------ WORKING DATA ------

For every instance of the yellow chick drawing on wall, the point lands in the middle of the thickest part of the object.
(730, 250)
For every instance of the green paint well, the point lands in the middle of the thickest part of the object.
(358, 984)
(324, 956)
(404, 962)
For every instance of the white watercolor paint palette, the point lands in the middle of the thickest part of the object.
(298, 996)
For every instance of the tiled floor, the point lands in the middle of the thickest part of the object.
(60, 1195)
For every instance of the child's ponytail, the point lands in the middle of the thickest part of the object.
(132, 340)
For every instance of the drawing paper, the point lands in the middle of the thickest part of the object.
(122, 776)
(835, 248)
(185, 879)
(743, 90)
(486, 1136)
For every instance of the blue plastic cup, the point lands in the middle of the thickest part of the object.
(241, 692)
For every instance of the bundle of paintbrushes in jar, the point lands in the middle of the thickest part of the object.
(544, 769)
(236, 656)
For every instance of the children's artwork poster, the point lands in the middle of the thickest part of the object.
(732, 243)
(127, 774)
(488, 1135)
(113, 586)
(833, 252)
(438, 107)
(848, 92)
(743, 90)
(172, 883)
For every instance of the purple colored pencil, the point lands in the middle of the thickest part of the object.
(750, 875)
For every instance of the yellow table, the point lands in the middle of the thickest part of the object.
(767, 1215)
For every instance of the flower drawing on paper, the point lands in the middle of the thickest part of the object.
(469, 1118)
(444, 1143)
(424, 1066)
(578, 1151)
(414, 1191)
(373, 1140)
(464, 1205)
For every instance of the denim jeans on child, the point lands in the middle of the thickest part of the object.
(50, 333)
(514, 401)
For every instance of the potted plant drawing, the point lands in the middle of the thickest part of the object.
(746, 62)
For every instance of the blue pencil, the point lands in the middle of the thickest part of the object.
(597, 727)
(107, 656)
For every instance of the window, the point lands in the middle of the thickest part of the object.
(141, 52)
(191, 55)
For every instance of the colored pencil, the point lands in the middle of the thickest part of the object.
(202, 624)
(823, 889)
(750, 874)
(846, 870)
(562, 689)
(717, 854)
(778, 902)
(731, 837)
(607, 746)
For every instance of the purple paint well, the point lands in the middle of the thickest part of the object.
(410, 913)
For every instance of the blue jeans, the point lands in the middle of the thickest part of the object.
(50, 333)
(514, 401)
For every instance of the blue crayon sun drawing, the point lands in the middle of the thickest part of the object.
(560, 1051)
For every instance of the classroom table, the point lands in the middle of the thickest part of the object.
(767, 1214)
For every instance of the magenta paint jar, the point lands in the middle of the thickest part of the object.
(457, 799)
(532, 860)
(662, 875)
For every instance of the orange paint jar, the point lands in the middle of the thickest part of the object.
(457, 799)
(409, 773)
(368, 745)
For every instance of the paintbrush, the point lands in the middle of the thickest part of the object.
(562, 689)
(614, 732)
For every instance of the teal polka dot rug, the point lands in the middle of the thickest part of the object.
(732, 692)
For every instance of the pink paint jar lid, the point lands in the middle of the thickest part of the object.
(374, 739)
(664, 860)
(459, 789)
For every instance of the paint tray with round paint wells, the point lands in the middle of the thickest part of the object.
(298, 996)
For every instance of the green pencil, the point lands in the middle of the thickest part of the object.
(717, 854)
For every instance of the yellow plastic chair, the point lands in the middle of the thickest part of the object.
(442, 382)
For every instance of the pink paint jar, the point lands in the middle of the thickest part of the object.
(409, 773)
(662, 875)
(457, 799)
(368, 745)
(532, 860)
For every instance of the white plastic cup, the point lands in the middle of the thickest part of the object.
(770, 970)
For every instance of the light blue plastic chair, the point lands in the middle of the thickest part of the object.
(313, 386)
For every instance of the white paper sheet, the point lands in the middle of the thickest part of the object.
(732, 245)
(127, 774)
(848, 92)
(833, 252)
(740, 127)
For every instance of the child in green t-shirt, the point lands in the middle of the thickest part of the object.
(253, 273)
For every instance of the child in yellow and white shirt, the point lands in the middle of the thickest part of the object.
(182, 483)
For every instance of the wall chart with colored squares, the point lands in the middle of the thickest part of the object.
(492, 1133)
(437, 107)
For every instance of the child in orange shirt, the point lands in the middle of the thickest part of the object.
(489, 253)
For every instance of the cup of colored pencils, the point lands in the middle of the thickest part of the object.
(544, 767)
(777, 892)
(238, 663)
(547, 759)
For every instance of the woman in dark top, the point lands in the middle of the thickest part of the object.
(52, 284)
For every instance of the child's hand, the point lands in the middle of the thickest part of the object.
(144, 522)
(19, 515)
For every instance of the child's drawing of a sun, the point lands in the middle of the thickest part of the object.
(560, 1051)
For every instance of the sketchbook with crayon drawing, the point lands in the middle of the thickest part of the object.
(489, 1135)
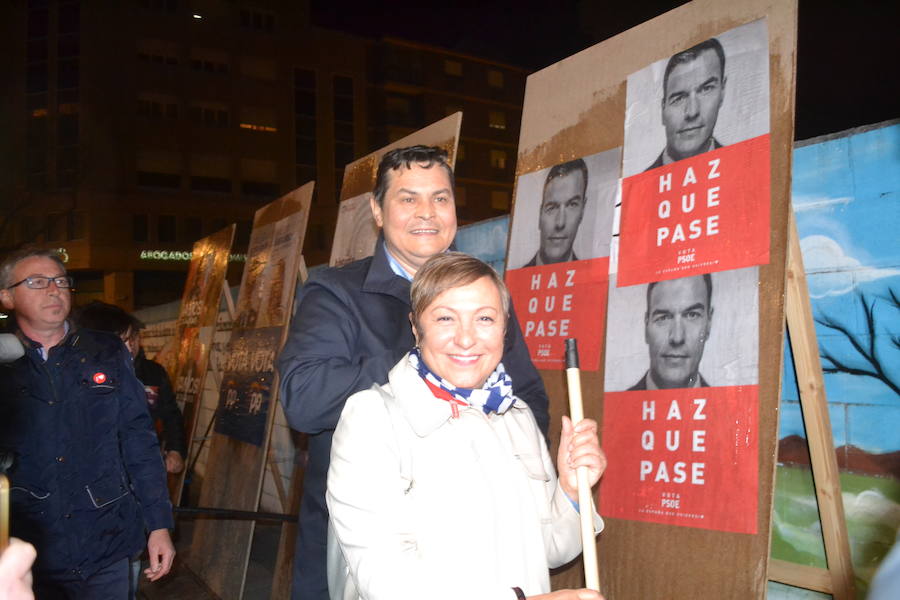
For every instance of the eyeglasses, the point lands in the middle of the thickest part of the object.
(40, 282)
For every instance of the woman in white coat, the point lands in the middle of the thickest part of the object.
(440, 485)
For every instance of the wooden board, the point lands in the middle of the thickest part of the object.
(220, 549)
(359, 179)
(576, 108)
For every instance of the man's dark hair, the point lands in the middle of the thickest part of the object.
(423, 156)
(691, 54)
(707, 279)
(10, 262)
(101, 316)
(563, 169)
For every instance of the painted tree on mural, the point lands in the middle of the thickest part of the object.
(868, 356)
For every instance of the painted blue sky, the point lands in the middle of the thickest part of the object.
(845, 195)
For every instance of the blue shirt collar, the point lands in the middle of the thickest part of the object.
(396, 267)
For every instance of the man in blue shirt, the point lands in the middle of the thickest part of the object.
(352, 326)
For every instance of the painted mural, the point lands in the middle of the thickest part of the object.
(846, 195)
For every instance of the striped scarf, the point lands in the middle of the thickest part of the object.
(494, 396)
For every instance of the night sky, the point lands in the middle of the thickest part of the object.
(846, 66)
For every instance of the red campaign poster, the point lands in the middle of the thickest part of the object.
(560, 301)
(683, 457)
(698, 215)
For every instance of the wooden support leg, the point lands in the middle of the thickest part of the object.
(814, 405)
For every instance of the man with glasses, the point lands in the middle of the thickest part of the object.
(86, 474)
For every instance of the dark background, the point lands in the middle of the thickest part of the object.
(846, 60)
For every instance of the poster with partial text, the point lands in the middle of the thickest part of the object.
(355, 233)
(263, 310)
(680, 417)
(195, 328)
(558, 259)
(696, 160)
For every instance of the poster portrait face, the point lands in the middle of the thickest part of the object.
(676, 327)
(679, 333)
(693, 89)
(561, 212)
(712, 94)
(564, 212)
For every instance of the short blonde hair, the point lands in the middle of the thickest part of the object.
(450, 270)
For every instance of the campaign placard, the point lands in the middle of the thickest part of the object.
(697, 160)
(557, 266)
(263, 310)
(682, 457)
(249, 373)
(699, 215)
(557, 302)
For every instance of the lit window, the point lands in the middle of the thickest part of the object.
(258, 119)
(453, 67)
(498, 159)
(500, 200)
(497, 119)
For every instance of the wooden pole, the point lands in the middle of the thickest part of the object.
(585, 502)
(4, 512)
(814, 405)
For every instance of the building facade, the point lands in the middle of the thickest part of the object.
(137, 127)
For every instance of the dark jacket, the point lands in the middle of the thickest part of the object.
(161, 401)
(351, 327)
(87, 477)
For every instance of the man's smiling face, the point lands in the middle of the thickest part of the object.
(418, 215)
(562, 209)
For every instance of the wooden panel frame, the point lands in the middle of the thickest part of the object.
(565, 118)
(220, 549)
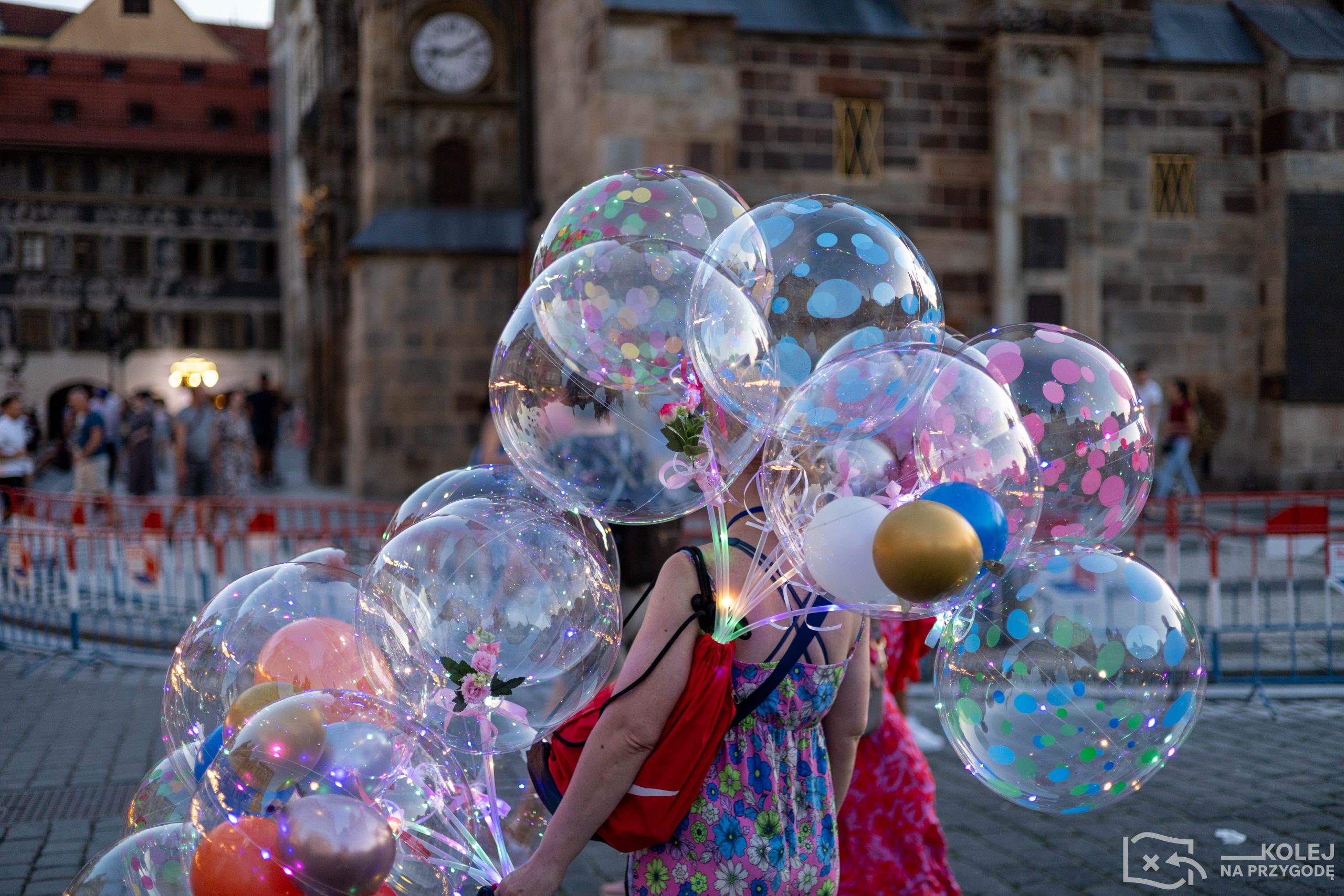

------

- _WHAT IS NEEDED_
Rewrite the entries from the start through the line that contains "(464, 1205)", replacing "drawing paper" with "sketch paper" and changing nothing else.

- _SOLUTION TO THIS PROBLEM_
For every instance of the yellow chick drawing on wall, the point lands in the middle of the thickest part of the object.
(730, 250)
For every instance of the green paint well, the point lands in the middle of the thickest part of the object.
(358, 984)
(324, 956)
(404, 962)
For every instance of the white watercolor paint palette, the point lands in the middle of the thickest part of the object.
(298, 996)
For every instance of the tiled floor, the point lands in the middle of the thickest part of the object.
(60, 1195)
For every instance of the child's ponytail, the point lands in the middle of the thickest part of the object.
(132, 340)
For every instance of the sketch paper, the point lands in the middle of the thickest part of the object.
(122, 776)
(835, 248)
(185, 879)
(743, 90)
(486, 1136)
For every instance of the blue plastic cup, the point lands in the middle of the thickest part of the object.
(241, 692)
For every instance of the bundle of paintbrushes in jar, the point lands in the middle of the thickest part of the object.
(544, 769)
(236, 656)
For every instance of the children's artwork poster, the point lands in the middle of the thickest part of the object.
(732, 243)
(127, 774)
(488, 1135)
(113, 586)
(833, 252)
(438, 107)
(848, 92)
(743, 90)
(172, 883)
For every instance of the purple colored pencil, the point lands in the middle of the thickest part of the object.
(750, 875)
For every instance of the yellow table, the point lands in the middle of the thickest part of the object.
(767, 1215)
For every instance of the flower drawing on paper, the point lands in the middle of the thickest part of the object.
(469, 1118)
(444, 1143)
(424, 1066)
(578, 1151)
(414, 1191)
(373, 1140)
(464, 1205)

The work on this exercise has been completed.